■ **RECORD LIST**
———

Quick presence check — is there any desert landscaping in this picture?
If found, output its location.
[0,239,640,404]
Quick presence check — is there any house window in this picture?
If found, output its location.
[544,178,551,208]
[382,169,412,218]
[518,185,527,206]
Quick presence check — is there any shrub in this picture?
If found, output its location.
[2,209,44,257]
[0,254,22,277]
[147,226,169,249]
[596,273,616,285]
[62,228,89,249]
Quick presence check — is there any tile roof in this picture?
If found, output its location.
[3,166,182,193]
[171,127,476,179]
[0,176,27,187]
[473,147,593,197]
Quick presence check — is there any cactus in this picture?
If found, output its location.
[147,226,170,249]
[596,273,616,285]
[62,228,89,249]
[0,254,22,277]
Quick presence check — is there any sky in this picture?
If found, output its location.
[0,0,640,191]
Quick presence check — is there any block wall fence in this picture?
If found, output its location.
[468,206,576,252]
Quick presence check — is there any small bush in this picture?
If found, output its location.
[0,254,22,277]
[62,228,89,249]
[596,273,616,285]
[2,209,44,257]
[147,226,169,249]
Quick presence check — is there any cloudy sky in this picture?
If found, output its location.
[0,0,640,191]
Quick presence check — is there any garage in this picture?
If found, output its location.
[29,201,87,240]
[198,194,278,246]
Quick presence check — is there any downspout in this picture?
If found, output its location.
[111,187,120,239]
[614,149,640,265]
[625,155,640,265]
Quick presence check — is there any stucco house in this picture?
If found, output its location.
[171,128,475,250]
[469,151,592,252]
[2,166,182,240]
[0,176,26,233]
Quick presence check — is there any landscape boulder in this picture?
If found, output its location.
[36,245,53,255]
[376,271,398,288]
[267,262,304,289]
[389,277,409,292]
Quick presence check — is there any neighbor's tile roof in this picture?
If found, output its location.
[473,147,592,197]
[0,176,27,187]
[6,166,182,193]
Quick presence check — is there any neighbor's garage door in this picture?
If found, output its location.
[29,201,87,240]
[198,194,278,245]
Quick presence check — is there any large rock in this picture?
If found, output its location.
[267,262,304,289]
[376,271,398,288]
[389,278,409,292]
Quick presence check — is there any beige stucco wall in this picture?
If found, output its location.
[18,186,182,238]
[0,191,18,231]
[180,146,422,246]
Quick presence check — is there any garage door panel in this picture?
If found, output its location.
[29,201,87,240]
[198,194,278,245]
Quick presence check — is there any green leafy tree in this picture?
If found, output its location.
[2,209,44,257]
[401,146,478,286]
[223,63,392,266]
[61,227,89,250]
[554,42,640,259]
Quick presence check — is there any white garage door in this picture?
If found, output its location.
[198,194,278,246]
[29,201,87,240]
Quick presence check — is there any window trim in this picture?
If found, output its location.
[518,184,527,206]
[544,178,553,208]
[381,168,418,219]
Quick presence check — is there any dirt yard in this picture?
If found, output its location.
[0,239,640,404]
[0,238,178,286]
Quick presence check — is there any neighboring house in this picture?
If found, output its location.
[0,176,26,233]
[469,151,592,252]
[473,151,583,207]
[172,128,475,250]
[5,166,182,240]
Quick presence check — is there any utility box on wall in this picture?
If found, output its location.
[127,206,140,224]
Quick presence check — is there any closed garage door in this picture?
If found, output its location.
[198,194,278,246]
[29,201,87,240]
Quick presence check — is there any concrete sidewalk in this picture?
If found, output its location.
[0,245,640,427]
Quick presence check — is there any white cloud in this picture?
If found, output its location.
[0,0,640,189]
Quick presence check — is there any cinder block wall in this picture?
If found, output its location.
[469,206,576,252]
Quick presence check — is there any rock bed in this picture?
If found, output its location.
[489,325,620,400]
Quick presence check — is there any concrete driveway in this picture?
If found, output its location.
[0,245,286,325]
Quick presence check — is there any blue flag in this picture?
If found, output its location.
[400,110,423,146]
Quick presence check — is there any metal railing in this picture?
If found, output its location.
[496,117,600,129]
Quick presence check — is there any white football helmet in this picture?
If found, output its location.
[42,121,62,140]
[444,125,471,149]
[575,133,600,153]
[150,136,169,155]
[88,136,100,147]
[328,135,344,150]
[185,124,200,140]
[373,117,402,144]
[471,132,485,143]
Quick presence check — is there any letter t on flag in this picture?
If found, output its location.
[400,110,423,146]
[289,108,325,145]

———

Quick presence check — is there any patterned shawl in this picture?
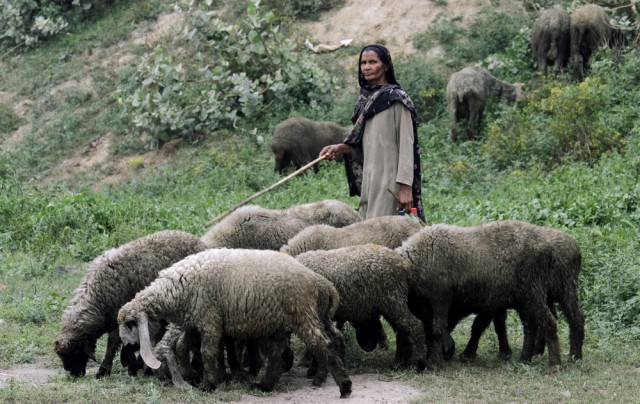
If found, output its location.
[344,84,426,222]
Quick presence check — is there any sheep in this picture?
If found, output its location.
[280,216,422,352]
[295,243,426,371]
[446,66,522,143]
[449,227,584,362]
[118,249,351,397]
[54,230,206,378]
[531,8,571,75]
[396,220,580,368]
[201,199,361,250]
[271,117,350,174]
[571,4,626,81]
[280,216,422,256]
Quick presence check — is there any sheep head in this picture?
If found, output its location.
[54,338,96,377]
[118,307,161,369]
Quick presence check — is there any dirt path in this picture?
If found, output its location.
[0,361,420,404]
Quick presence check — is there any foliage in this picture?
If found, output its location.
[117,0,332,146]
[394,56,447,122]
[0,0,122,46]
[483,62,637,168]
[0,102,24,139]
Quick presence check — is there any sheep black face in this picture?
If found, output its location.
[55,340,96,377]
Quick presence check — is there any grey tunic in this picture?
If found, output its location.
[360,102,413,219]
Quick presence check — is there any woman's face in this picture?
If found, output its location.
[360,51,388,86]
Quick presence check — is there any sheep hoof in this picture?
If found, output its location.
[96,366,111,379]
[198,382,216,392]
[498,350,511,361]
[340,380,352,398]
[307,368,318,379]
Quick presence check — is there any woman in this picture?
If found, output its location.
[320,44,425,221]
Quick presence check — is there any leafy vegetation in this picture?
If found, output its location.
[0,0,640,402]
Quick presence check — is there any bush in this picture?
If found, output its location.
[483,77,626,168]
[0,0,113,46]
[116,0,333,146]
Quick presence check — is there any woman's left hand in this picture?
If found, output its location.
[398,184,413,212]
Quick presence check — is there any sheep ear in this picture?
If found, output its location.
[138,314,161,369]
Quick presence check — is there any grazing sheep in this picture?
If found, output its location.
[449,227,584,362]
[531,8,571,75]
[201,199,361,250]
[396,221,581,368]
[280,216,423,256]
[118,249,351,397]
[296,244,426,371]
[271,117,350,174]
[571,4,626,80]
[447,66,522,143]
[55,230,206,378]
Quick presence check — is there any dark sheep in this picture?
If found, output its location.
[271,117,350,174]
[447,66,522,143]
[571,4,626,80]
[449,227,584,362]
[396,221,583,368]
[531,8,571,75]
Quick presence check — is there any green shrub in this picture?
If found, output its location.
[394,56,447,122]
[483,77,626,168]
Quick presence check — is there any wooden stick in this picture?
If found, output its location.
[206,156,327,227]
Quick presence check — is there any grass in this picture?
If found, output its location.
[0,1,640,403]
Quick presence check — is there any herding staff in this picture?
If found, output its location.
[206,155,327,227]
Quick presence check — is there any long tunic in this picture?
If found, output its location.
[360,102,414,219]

———

Can you recast the items starting at the line that contains "Quick presence check — is there any foliage" and ending at the line that contains "[138,314,161,369]", both included, as a two-column CSV headed item_text and answer? Give one row per item, with each field in quotes and its line breaks turned into spaces.

item_text,answer
"Quick presence check — is there any foliage in this picture? If found, output its location.","[117,0,332,146] [394,56,447,122] [0,0,122,46] [483,62,637,168] [0,102,24,139]"
"Quick presence check — is there any sheep black face in this picture? If found, output its location.","[55,340,96,377]"
"Quick presence check — is there any grey tunic in this picture? If found, output its location.","[360,102,413,219]"
"Quick presence check — is there any woman's face in this picture? If found, output its location.","[360,51,388,86]"
"Quick presence check — is there any sheep hoof in this picture? If found, output its location.","[96,366,111,379] [198,382,216,392] [498,350,511,361] [340,380,352,398] [307,368,318,379]"
"Quick presence check — is there any woman in this picture? If found, output its location.","[320,44,425,221]"
"Quick presence check — is there any leafy vegetation in this picture? If found, output its location.","[0,0,640,402]"
"Quick presence check — is there any bush in this picture? If found, output its location.","[483,77,626,168] [0,0,113,46] [116,0,333,146]"
"Quick presence check — is there any woman's left hand in this picture? If found, output its location.","[398,184,413,212]"
"Quick presence check — is there any sheep ear in this picture? If found, output its location.","[138,314,161,369]"